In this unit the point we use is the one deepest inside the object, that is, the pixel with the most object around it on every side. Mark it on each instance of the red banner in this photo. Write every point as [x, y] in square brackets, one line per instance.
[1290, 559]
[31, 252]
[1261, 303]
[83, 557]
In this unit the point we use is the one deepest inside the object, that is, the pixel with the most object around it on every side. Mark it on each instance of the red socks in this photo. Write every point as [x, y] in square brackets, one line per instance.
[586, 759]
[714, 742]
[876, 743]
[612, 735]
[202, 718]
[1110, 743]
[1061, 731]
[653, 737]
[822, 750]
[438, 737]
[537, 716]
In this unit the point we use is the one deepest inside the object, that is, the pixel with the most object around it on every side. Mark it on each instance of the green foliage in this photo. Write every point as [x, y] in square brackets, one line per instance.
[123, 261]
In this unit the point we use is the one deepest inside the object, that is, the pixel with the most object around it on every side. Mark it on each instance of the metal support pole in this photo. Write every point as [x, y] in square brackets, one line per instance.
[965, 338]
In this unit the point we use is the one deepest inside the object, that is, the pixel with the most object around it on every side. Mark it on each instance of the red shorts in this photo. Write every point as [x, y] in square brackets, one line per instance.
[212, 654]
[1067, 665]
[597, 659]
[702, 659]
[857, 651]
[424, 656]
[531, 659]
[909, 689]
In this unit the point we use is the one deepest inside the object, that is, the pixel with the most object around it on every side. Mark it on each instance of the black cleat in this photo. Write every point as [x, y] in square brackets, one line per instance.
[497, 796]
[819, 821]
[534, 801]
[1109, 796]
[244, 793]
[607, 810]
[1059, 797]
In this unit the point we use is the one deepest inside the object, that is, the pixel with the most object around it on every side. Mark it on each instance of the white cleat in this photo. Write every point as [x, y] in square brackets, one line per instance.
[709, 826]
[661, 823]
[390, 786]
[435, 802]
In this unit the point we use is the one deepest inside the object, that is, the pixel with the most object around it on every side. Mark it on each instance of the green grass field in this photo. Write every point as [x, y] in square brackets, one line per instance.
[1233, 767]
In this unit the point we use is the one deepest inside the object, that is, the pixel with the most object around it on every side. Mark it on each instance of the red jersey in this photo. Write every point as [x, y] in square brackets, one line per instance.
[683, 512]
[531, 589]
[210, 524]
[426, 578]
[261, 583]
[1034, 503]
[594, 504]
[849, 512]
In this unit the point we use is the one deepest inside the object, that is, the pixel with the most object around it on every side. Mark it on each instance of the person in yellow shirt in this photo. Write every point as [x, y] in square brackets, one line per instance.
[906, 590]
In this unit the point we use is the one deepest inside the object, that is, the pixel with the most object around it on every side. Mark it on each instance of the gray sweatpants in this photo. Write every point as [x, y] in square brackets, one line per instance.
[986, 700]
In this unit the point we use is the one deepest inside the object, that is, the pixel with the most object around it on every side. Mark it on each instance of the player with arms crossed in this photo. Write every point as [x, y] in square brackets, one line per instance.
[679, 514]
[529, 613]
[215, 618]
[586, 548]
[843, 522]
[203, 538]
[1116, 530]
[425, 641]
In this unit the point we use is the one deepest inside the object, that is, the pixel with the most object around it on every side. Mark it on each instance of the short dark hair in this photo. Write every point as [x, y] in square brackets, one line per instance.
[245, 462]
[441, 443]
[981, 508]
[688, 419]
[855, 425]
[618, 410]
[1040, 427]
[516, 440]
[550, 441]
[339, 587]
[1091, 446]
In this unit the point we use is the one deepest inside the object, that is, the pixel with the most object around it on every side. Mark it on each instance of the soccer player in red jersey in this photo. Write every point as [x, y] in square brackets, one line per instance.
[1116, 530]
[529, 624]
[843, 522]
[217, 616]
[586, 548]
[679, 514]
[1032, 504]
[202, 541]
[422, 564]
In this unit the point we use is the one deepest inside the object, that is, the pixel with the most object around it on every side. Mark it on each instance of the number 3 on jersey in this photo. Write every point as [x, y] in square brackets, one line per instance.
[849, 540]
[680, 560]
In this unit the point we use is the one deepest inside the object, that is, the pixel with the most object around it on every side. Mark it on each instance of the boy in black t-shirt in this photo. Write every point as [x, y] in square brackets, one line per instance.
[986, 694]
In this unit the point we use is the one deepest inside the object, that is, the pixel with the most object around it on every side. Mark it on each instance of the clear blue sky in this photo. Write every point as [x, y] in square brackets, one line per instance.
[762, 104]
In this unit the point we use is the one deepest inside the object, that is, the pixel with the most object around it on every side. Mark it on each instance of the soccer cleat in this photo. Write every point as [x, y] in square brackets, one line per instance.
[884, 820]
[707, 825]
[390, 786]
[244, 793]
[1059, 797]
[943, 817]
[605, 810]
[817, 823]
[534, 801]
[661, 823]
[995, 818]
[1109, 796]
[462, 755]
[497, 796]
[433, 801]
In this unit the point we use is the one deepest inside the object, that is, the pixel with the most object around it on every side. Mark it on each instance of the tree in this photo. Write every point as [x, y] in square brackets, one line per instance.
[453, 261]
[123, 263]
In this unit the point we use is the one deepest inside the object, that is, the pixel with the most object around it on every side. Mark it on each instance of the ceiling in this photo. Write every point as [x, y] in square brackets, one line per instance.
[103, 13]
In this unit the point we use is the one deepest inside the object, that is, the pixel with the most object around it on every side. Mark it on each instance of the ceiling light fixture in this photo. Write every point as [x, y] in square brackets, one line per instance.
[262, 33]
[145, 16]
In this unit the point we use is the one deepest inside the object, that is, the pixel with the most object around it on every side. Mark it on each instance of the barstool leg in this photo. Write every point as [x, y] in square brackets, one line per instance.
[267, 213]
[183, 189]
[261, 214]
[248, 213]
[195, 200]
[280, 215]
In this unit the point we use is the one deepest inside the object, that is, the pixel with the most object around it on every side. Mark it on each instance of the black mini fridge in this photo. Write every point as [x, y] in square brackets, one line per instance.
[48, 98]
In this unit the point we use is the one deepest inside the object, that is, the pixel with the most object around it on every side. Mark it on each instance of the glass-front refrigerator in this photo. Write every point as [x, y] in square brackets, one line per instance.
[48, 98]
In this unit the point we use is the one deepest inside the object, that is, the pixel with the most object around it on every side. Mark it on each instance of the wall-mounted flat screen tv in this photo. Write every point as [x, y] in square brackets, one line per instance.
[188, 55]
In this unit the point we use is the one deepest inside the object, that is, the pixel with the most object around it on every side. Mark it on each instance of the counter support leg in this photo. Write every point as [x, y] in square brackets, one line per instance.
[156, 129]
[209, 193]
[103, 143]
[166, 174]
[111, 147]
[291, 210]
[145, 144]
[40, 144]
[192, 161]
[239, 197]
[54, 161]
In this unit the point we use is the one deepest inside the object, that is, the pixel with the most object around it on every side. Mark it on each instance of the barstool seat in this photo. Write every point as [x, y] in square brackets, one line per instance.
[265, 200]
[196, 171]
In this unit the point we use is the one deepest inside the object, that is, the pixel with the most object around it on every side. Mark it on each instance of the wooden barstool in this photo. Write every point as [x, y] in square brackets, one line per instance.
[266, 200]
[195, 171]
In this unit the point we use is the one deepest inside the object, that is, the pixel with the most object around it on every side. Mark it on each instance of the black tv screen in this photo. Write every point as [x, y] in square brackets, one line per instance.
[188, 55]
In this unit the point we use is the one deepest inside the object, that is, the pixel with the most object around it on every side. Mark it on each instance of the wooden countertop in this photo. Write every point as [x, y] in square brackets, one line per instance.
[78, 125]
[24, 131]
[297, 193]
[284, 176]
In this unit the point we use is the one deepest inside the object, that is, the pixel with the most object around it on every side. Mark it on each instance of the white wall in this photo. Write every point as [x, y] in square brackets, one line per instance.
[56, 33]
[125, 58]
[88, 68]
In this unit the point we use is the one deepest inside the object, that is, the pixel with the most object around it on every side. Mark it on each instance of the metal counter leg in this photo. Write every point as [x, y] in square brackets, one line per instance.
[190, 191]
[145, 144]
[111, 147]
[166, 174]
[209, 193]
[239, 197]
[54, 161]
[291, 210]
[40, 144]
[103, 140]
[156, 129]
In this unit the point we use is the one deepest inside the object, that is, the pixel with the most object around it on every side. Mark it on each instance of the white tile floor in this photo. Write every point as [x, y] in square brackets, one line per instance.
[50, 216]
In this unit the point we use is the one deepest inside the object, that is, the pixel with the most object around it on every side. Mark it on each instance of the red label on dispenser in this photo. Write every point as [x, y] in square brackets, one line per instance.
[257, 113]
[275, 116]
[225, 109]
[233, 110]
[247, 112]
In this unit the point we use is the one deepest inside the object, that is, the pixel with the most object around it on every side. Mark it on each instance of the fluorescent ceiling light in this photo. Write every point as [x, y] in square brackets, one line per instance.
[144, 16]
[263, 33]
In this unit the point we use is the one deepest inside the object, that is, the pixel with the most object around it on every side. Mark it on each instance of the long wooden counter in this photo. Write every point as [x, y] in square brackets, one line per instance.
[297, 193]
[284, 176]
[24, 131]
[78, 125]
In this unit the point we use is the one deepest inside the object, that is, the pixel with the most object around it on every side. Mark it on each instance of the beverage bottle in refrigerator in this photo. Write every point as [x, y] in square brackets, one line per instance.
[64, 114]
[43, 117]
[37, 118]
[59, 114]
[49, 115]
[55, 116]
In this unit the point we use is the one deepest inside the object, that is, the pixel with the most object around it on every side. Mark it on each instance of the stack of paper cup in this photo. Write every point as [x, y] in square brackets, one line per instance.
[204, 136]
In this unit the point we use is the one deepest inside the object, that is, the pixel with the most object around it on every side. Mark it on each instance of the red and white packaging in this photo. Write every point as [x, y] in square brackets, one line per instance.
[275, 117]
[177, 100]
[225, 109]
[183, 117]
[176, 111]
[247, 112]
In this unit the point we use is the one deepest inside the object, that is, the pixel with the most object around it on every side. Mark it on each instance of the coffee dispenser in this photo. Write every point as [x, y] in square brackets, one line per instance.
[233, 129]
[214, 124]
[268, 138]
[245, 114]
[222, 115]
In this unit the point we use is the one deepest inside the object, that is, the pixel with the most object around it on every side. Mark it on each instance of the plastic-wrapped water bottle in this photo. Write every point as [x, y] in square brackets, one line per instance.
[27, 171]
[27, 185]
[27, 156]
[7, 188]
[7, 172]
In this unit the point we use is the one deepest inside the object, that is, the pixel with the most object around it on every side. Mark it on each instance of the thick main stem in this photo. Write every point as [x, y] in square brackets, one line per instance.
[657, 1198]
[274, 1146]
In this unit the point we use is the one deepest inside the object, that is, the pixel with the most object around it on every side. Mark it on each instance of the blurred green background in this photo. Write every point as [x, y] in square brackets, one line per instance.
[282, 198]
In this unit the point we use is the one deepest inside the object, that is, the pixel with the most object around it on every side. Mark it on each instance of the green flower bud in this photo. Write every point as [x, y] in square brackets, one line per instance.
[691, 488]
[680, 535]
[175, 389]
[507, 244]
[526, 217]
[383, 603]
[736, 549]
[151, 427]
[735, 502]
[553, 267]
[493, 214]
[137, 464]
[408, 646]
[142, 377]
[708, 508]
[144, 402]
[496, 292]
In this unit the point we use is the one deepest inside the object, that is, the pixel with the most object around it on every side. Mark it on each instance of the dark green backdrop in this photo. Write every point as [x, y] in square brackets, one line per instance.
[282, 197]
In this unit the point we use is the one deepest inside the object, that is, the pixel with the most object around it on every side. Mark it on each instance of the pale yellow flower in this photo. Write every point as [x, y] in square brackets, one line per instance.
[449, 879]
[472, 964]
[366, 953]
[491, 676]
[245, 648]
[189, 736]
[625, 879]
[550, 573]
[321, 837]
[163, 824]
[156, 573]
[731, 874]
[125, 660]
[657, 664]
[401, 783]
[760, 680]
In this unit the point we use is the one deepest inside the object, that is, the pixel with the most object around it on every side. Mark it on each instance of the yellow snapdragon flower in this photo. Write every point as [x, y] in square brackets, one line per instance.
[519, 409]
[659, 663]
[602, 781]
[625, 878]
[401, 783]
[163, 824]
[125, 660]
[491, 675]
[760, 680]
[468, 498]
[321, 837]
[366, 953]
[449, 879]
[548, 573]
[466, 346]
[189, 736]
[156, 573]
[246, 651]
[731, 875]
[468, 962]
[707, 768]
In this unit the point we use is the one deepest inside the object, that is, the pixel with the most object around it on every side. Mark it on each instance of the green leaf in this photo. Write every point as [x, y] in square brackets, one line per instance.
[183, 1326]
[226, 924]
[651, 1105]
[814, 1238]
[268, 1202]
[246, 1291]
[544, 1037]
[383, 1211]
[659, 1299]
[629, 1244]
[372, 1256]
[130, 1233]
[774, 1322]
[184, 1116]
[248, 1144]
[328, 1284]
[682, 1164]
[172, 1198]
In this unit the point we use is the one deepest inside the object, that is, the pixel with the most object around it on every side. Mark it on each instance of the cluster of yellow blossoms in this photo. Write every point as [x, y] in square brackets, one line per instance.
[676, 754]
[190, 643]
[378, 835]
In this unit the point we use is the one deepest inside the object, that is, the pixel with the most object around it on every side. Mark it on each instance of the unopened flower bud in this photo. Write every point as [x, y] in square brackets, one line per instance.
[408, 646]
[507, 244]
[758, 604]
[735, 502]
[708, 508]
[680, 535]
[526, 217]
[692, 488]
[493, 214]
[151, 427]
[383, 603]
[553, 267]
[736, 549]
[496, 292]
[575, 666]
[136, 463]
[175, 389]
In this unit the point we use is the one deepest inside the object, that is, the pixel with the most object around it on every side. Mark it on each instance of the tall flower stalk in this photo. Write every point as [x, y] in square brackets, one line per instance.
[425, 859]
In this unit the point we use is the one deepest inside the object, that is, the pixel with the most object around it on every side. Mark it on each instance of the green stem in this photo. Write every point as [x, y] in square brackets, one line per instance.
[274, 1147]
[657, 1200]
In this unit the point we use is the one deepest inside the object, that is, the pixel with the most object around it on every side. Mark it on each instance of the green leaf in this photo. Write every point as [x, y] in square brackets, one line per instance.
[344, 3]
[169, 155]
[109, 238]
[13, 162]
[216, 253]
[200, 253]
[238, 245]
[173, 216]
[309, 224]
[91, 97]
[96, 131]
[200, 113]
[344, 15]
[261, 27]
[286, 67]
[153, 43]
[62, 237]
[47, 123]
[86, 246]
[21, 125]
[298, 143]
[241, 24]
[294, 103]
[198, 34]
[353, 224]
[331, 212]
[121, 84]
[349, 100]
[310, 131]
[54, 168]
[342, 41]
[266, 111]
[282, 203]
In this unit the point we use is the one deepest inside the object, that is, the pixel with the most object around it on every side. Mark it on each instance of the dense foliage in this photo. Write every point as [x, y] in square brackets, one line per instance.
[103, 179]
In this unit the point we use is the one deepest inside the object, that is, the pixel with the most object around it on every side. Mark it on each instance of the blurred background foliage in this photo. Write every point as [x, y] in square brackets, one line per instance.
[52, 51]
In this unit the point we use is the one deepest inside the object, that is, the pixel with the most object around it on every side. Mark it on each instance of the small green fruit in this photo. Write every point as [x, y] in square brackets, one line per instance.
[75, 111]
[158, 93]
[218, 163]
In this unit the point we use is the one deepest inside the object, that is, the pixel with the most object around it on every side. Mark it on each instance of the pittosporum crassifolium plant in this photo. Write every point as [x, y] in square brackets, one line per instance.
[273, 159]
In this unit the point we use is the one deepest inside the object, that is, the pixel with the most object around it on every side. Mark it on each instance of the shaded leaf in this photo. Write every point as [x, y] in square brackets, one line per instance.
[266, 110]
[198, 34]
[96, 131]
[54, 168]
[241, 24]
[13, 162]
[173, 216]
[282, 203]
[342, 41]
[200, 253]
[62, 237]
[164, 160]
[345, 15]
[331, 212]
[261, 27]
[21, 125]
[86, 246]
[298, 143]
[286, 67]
_ _ _ _ _
_Objective:_ Reproduce the material verbatim, starting at the line that contains "of the dense" and ending at the last line of the material, both ends included.

_Right answer:_
In this unit the point we use is the one deepest inside the object, that is, the pixel with the most object around it on every side. Mark it on each instance of the dense foliage in this photo. Write every point as [x, y] in square brackets, one line per instance.
[103, 179]
In this unit the point we use is the one deepest inside the object, that is, the pixel with the most object around it on every side. Mark it on each instance of the blurred background foliage in this photo. Write every point as [x, y] in square brackets, one line per instance.
[52, 51]
In this unit the point we use is the one deepest inside the object, that is, the pixel with the most object around it on every side. Mark it on each instance of the small green fruit in this photo. Write every point as [x, y] in square brackets, one line per instance.
[75, 111]
[158, 93]
[218, 163]
In this unit the point we use is the one deepest inside the object, that is, the pixel with the most object around it on every side. Mark it on each instance of the pittosporum crassifolium plant in this photo. Write every point as [x, y] in square brackets, one line per instance.
[273, 159]
In this unit the point we use is the one deepest inside the object, that is, the pixel with the most object around it on every side. Mark it on each instance of the shaded leaf in this photo. Write every point as [x, y] in square brackets, one line per instance.
[266, 110]
[198, 34]
[96, 131]
[54, 168]
[241, 24]
[13, 162]
[173, 216]
[282, 203]
[342, 41]
[200, 253]
[62, 237]
[164, 160]
[345, 15]
[331, 212]
[261, 27]
[21, 125]
[86, 246]
[298, 143]
[286, 67]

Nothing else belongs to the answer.